Start of RAW DATA

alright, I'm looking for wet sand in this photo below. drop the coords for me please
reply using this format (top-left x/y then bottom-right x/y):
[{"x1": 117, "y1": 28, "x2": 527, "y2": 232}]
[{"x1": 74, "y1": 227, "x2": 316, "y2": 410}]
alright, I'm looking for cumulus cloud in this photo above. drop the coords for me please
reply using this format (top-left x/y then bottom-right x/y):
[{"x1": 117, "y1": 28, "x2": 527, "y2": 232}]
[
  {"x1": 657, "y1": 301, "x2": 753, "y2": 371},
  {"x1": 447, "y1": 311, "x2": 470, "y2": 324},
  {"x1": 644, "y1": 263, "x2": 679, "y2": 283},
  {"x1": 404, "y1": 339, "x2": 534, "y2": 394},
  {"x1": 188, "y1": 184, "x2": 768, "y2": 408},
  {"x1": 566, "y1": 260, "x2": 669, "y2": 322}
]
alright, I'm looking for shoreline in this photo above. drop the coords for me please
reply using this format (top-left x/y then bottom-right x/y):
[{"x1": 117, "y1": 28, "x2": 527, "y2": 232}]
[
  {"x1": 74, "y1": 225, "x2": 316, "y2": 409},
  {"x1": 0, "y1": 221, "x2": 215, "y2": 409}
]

End of RAW DATA

Starting at the line that contains "alright, I'm looking for shoreline", copy each line through the last line of the listing, and copy nothing else.

alright, I'm looking for shoreline in this photo above. drop the coords for me please
reply using this format (top-left x/y then bottom-right x/y):
[{"x1": 117, "y1": 28, "x2": 527, "y2": 232}]
[
  {"x1": 74, "y1": 225, "x2": 316, "y2": 409},
  {"x1": 0, "y1": 221, "x2": 215, "y2": 409}
]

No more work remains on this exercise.